» Problem details
Copy out the data below verbatim, from the line containing "Dataset class: ponytail" through the line containing "[131,144,199,169]", including both of those lines.

» Dataset rows
----------------------------------------

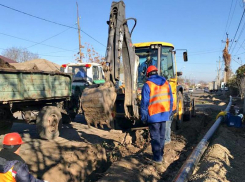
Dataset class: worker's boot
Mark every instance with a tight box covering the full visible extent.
[153,162,166,173]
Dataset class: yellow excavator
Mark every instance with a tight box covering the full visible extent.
[80,1,191,130]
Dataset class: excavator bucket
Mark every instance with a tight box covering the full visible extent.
[80,82,117,128]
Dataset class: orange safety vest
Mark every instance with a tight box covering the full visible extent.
[146,81,170,116]
[0,167,16,182]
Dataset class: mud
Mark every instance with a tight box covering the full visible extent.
[0,91,245,182]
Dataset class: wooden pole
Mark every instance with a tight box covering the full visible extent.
[77,1,82,63]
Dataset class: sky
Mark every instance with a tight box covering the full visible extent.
[0,0,245,82]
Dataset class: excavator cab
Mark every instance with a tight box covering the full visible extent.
[134,42,175,88]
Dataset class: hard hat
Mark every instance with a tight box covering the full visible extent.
[3,133,24,145]
[146,65,158,76]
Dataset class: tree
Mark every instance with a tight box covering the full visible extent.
[2,47,40,63]
[236,65,245,98]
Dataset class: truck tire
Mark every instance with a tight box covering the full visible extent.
[176,91,184,130]
[36,106,62,140]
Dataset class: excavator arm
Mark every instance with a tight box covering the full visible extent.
[105,1,139,118]
[81,1,139,126]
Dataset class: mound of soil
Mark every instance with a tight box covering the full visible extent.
[190,126,245,182]
[0,58,15,69]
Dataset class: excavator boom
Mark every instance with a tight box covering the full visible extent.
[81,1,139,129]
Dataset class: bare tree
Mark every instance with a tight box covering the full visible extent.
[2,47,40,63]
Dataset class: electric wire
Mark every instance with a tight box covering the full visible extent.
[229,9,245,51]
[0,4,106,47]
[0,48,72,58]
[27,28,71,49]
[0,32,74,52]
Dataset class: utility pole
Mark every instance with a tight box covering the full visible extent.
[217,56,221,86]
[76,2,82,63]
[222,33,232,83]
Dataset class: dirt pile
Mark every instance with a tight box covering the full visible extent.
[0,58,15,69]
[190,126,245,182]
[99,109,218,182]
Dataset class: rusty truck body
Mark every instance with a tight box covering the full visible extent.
[0,68,72,139]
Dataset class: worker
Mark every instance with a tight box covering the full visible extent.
[75,67,87,78]
[141,66,173,172]
[0,133,47,182]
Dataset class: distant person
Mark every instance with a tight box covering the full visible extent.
[75,68,87,78]
[140,66,173,172]
[0,133,47,182]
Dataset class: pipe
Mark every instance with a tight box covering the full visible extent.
[173,96,232,182]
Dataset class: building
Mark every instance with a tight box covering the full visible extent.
[0,55,17,63]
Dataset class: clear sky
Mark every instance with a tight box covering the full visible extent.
[0,0,245,81]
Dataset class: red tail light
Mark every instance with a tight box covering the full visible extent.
[61,64,67,68]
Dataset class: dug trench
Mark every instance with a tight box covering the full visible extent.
[0,92,230,182]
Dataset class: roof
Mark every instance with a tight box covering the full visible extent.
[0,55,17,63]
[11,59,60,71]
[134,42,174,47]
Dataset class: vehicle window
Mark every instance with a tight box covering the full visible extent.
[160,47,174,79]
[68,66,87,78]
[135,47,158,87]
[92,66,99,80]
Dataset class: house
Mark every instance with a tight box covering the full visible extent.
[0,55,17,63]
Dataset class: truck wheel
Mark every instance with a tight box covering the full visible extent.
[37,106,62,140]
[176,91,184,130]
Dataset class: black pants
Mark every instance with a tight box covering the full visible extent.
[149,121,166,162]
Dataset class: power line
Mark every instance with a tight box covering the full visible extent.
[27,28,71,49]
[0,4,106,47]
[0,32,74,52]
[0,48,72,58]
[230,9,245,50]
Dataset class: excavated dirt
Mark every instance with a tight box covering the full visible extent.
[0,91,245,182]
[99,109,218,182]
[0,58,15,69]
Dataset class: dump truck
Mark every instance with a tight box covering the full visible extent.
[60,63,105,96]
[0,60,72,140]
[81,1,193,130]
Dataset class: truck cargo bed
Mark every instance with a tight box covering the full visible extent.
[0,69,72,103]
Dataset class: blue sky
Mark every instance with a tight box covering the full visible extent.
[0,0,245,81]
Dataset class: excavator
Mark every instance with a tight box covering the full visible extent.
[80,1,191,130]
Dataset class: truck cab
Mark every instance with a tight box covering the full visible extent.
[61,63,105,96]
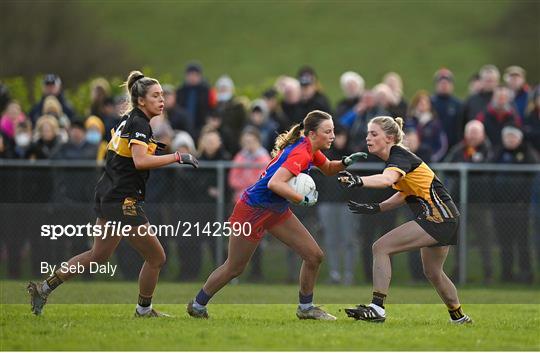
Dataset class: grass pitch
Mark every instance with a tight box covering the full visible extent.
[0,282,540,351]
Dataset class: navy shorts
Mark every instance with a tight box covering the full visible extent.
[94,194,148,226]
[414,218,459,246]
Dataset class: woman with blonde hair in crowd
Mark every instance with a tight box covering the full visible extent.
[339,116,472,324]
[27,115,62,159]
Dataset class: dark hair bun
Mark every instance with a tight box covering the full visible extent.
[127,70,144,91]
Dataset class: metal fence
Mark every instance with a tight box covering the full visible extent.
[0,160,540,284]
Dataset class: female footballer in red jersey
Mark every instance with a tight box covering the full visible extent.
[28,71,198,317]
[187,110,366,320]
[339,116,472,324]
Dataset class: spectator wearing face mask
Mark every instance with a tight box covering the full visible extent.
[276,76,305,126]
[476,86,521,148]
[335,71,365,121]
[216,75,247,144]
[28,74,75,123]
[175,62,216,138]
[0,101,26,139]
[13,120,32,159]
[52,121,98,160]
[27,115,62,159]
[0,132,14,159]
[84,115,107,161]
[503,66,531,119]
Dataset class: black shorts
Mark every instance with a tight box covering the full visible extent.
[414,218,459,246]
[94,194,148,226]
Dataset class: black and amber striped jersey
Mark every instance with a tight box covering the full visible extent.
[96,108,158,202]
[385,145,459,223]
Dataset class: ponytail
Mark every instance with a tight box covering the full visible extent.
[368,116,404,145]
[272,124,304,157]
[272,110,332,157]
[120,70,159,115]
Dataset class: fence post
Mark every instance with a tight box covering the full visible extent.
[216,161,225,266]
[458,164,469,284]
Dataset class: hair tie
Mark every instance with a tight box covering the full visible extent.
[133,74,144,84]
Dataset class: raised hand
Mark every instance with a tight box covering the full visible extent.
[174,152,199,168]
[338,170,364,188]
[347,200,381,214]
[341,152,367,167]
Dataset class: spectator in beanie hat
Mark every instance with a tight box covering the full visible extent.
[431,68,463,149]
[503,66,530,119]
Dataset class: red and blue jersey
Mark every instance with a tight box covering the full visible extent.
[241,137,327,213]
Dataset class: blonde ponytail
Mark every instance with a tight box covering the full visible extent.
[369,116,404,145]
[272,124,303,157]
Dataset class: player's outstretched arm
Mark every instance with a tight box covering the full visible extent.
[338,169,401,189]
[379,191,407,212]
[268,168,310,203]
[319,152,367,176]
[131,144,199,169]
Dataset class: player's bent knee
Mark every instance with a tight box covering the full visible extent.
[424,267,442,283]
[304,249,324,266]
[225,263,246,278]
[371,240,385,255]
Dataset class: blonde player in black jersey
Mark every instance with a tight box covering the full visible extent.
[28,71,198,317]
[339,116,472,324]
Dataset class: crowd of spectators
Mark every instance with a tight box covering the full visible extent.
[0,63,540,284]
[0,63,540,162]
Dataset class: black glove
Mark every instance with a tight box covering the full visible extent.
[174,152,199,168]
[347,200,381,214]
[338,170,364,188]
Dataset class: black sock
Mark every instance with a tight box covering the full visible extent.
[371,292,386,309]
[45,272,64,293]
[139,294,152,308]
[448,305,465,320]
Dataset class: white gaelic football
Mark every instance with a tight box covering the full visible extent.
[288,173,316,196]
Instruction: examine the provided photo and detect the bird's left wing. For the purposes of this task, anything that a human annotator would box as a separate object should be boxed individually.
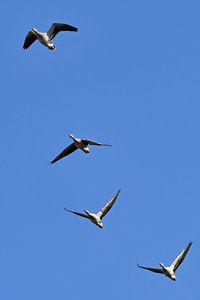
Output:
[23,31,37,49]
[47,23,78,40]
[137,264,163,274]
[64,207,89,219]
[82,139,112,147]
[97,190,120,219]
[170,242,192,272]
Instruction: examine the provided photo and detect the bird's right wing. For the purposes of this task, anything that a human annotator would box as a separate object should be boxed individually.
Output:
[51,143,77,164]
[137,264,163,274]
[23,31,37,49]
[64,207,89,219]
[171,242,192,272]
[97,190,120,219]
[47,23,78,40]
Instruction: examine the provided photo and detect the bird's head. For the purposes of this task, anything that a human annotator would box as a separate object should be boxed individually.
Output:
[32,28,38,33]
[171,274,176,281]
[68,133,75,140]
[98,222,103,228]
[159,263,165,269]
[84,209,90,216]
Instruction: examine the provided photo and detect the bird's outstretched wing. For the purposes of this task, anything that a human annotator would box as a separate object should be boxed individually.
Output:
[170,242,192,272]
[137,264,163,274]
[23,31,37,49]
[47,23,78,40]
[97,190,120,219]
[64,207,89,219]
[51,143,77,164]
[82,139,112,147]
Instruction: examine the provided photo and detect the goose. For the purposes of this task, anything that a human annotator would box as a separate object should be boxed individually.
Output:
[51,134,111,164]
[64,190,120,228]
[23,23,78,50]
[137,242,192,281]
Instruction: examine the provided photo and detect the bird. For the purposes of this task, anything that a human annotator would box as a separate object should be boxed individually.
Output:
[23,23,78,50]
[51,134,111,164]
[64,190,121,228]
[137,242,192,281]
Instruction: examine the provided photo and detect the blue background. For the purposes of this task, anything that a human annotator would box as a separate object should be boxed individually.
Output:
[0,0,200,300]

----------------------------------------

» Response
Dataset class: ponytail
Mark every instance with a tight box covering the full visible extent.
[368,116,404,145]
[272,124,304,157]
[272,110,332,157]
[120,70,159,115]
Dataset class: fence post
Mark every instance with a tight box covering the full visible extent.
[216,161,225,266]
[458,164,469,284]
Dataset class: hair tie
Mark every instance with a tight box covering the full visible extent.
[133,74,144,84]
Dataset class: raised hand
Mark every instance with a tight box covering the full visible extent.
[174,152,199,168]
[338,170,364,188]
[347,200,381,214]
[341,152,367,167]
Dataset class: spectator in beanie hat
Mark every instance with a tight box covering the full visible extent.
[431,68,463,149]
[503,66,530,119]
Dataset class: red and blue jersey
Mark every instance with a tight box covering the full visible extent.
[241,137,327,213]
Dataset class: blonde ponytail
Mark every instance with a tight box covering the full visible extent.
[369,116,404,145]
[272,124,303,157]
Dataset class: player's outstretched arm
Mark every instance with a tight box covering the full visible extent.
[338,169,401,189]
[379,191,407,212]
[268,168,310,203]
[319,152,367,176]
[131,144,199,169]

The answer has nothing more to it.